----- PASSAGE GIVEN

On Fri, 27 Dec 2019 at 12:17, Stuart Henderson <[email protected]> wrote:

> On 2019-12-26, Thomas Huber <[email protected]> wrote:
> > I just tried to get a little deeper into load-balancing and try
> > to use relayd(8) in a dynamic (translate to microservices) environment
> > where I´l like to add and remove hosts on the fly.
> > After some reading I thought I should use tables for this purpose.
> >
> > relayctl(8) only allows to enable or disable complete tables but not
> > to alter a table.
> >
> > So I checked out
> >
> > 'pfctl -t <table> -T add '
> >
> > which should do exactly what I want.
>
> That manipulates tables in PF not in relayd.
>
> > But unfortunatelly the tables (to relay or redirect) are not
> > present in 'pfctl -s Table'
>
> relayd *uses* PF tables for redirect (but not relay). They are added
> under PF "anchors". See the list of relayd's anchors with pfctl -sA -a
> relayd. See the list of tables attached to an anchor with pfctl -sT -a
> relayd/RDR_someanchor. See table contents with pfctl -a RDR_someanchor
> -t RDR_sometable -Ts. But changing PF tables doesn't feed back to
> relayd. It won't start doing health checks for added hosts, etc.
>
>
thanks for the details, Stuart. This makes absolute sense.


> > I just hava a small setup to play, no real hosts or serverices attached
> > but before growing bigger I wanted to ask here if this should be
> > possible how I try it or another idea how to alter realyd(8) tables
> > without updating relay.conf(5) and reload.
>
> You need to update the config and reload. This is probably easier if
> you use a short file containing just the table definition and use
> "include".
>

sure. or work with some kind of template for the config-file.

----------
----- DATA LINES

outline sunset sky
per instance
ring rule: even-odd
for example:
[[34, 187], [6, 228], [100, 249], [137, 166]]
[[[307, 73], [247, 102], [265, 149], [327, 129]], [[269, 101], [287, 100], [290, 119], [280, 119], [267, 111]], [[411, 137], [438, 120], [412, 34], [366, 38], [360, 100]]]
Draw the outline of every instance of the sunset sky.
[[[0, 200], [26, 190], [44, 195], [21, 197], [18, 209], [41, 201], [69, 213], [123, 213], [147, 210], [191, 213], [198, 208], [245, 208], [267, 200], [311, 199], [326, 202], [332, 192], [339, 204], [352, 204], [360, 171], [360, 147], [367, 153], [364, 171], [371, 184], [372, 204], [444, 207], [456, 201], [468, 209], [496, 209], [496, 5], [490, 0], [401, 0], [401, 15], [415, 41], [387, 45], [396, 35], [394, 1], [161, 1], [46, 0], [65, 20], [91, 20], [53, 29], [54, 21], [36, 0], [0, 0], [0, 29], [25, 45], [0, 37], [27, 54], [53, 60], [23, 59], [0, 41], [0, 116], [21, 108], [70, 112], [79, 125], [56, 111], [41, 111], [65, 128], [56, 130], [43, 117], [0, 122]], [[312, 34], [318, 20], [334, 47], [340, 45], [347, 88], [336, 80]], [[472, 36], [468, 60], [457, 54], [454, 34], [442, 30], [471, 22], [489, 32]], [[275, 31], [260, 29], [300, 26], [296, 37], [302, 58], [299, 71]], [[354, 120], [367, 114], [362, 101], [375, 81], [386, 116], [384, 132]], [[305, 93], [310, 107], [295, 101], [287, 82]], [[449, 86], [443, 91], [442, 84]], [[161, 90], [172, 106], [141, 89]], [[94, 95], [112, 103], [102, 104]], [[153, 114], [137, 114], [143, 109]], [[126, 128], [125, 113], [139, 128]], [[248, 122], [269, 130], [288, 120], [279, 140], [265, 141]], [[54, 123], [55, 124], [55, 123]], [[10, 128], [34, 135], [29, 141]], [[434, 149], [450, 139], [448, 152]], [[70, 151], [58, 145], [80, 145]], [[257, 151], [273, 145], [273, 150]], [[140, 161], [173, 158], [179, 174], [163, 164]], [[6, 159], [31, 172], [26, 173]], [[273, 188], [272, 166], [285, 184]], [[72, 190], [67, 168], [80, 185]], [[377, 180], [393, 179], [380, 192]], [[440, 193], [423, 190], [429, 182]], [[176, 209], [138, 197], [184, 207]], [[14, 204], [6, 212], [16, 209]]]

----------

### TASK DIRECTIONS
From the relayd mailing-list thread above, list every pfctl command invocation that appears, with each one's full arguments.

### REPLY
- pfctl -t <table> -T add
- pfctl -s Table
- pfctl -sA -a relayd
- pfctl -sT -a relayd/RDR_someanchor
- pfctl -a RDR_someanchor -t RDR_sometable -Ts